• Exercises to complete
A) Decide whether each statement agrees with the grants article. For each, answer yes or no and quote the deciding words. (i) The Common Good Grant Program began in 2001. (ii) Twelve nonprofits received money in the latest round. (iii) Nhi Nguyen runs the program.
B) According to the grants article, what was the combined total of the latest round of grants?
C) Write out the part of the grants article starting at "A group that" and ending at "by Bowdoin students.".
──────── Reading text ────────
A group that provides educational opportunities to inmates, an organization dedicated to cleaning up Casco Bay, a program offering enrichment activities to at-risk middle school students, a therapeutic riding center and a hunger prevention initiative: these are just some of the recipients of the latest round of Common Good Grants. In all, nine nonprofits from the greater Brunswick area have benefited from grants totaling more than $21,000, thanks to the program which is organized by the Joseph McKeen Center for the Common Good and led by Bowdoin students.
The Common Good Grant Program has been operating since 2001, involving students in all aspects of the grant-giving process. “Throughout its history, the program has distributed about $240,000 to more than 90 nonprofits, and involved about 300 students,” said Nhi Nguyen, Assistant Director at the McKeen Center, who runs the program. Furthermore, she said, it provides students with a unique educational experience, whether they’re writing grant applications, reaching out to donors, “or dealing with the non-profits themselves and learning about the behind-the-scenes work that goes into running a nonprofit organization.”
──────── Data shown ────────
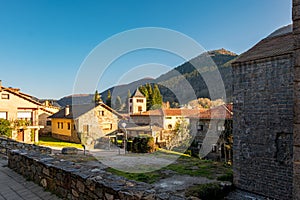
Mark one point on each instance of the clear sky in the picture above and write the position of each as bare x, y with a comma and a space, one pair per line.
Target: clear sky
44, 42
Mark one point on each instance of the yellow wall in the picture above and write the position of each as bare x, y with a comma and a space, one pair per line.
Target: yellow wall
60, 130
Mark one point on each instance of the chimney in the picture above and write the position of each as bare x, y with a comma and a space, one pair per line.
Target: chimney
67, 110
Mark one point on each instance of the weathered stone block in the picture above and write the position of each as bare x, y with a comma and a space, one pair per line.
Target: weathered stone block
69, 150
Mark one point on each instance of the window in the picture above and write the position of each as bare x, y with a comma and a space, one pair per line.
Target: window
101, 113
140, 109
86, 128
221, 127
200, 127
3, 115
107, 126
24, 115
214, 148
5, 96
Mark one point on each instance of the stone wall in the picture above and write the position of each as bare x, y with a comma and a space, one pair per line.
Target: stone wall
76, 181
8, 144
263, 126
296, 32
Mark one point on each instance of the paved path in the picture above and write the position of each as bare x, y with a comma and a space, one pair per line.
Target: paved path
14, 187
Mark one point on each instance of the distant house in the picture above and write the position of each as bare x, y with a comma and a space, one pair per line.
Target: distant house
206, 125
87, 121
137, 103
26, 113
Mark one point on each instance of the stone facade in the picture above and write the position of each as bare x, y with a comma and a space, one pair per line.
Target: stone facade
296, 32
7, 145
88, 123
76, 181
263, 126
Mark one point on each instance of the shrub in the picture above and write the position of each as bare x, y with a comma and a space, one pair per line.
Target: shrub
206, 191
142, 144
226, 177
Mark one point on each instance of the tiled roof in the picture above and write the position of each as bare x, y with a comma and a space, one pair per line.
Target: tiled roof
219, 112
78, 110
137, 93
280, 42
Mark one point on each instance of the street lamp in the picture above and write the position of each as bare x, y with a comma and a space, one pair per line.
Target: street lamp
124, 126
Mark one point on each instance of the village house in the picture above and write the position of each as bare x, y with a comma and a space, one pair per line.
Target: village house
206, 125
85, 123
27, 115
212, 129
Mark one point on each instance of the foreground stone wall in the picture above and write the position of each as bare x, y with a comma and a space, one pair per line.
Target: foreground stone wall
263, 126
296, 32
7, 144
76, 181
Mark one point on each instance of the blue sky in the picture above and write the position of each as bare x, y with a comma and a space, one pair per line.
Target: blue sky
43, 43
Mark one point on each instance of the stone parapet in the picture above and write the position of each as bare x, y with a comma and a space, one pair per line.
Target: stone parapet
7, 144
71, 180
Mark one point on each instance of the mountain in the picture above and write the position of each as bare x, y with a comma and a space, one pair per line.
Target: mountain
75, 99
120, 90
173, 84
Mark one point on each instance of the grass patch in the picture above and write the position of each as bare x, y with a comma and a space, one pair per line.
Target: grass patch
184, 165
53, 142
206, 191
150, 177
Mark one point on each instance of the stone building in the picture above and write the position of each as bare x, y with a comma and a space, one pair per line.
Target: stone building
137, 103
25, 112
87, 121
266, 130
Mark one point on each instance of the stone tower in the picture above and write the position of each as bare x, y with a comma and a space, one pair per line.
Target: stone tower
296, 133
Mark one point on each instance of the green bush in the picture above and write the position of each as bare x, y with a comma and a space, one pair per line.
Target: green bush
206, 191
226, 177
142, 144
5, 127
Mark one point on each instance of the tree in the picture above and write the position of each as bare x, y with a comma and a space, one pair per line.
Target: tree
180, 136
5, 127
118, 103
108, 99
126, 103
97, 97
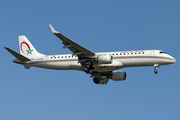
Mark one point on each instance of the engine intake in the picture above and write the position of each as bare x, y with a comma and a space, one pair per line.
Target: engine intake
118, 76
104, 59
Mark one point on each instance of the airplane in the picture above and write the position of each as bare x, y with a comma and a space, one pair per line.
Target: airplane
101, 66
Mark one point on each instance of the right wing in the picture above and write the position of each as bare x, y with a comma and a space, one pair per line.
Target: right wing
73, 46
17, 55
103, 80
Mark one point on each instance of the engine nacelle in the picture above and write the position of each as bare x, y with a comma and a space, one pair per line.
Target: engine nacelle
118, 76
104, 59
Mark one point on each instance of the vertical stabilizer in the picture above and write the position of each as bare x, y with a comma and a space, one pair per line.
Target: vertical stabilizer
27, 49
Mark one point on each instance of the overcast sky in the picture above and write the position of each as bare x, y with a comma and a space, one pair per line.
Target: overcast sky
100, 26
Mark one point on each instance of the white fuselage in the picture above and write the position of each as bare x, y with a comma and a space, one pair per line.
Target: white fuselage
120, 60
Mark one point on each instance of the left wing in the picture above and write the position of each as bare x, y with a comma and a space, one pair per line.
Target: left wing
73, 46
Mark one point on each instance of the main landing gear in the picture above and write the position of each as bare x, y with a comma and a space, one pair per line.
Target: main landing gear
155, 68
96, 80
88, 66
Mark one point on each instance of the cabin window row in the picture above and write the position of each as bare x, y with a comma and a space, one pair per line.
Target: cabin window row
64, 57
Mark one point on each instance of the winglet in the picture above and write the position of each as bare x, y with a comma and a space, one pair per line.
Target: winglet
52, 29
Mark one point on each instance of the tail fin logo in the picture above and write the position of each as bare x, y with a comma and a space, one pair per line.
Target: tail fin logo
29, 51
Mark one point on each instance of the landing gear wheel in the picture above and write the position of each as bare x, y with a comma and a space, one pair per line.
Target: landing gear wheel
86, 69
91, 67
96, 80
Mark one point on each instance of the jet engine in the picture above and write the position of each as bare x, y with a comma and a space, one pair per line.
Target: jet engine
118, 76
104, 59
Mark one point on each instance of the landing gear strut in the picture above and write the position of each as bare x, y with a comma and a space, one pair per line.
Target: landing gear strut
155, 68
86, 69
96, 80
88, 66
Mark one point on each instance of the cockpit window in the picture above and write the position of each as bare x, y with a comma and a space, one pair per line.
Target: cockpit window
162, 52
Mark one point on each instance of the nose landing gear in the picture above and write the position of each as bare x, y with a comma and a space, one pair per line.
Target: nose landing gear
155, 68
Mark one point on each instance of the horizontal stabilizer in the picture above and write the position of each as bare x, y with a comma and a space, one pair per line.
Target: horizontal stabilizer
17, 55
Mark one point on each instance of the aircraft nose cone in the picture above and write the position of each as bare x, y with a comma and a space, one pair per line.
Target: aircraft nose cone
172, 60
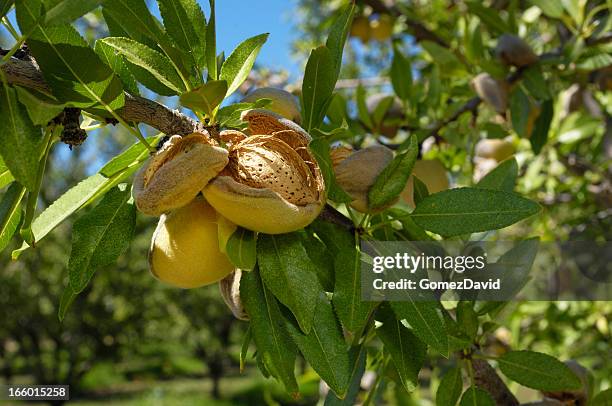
────────
• Answers provided
A)
(i) Yes: "The Common Good Grant Program has been operating since 2001"
(ii) No: "In all, nine nonprofits from the greater Brunswick area have benefited"
(iii) Yes: "Nhi Nguyen, Assistant Director at the McKeen Center, who runs the program"

B) More than $21,000.

C)
A group that provides educational opportunities to inmates, an organization dedicated to cleaning up Casco Bay, a program offering enrichment activities to at-risk middle school students, a therapeutic riding center and a hunger prevention initiative: these are just some of the recipients of the latest round of Common Good Grants. In all, nine nonprofits from the greater Brunswick area have benefited from grants totaling more than $21,000, thanks to the program which is organized by the Joseph McKeen Center for the Common Good and led by Bowdoin students.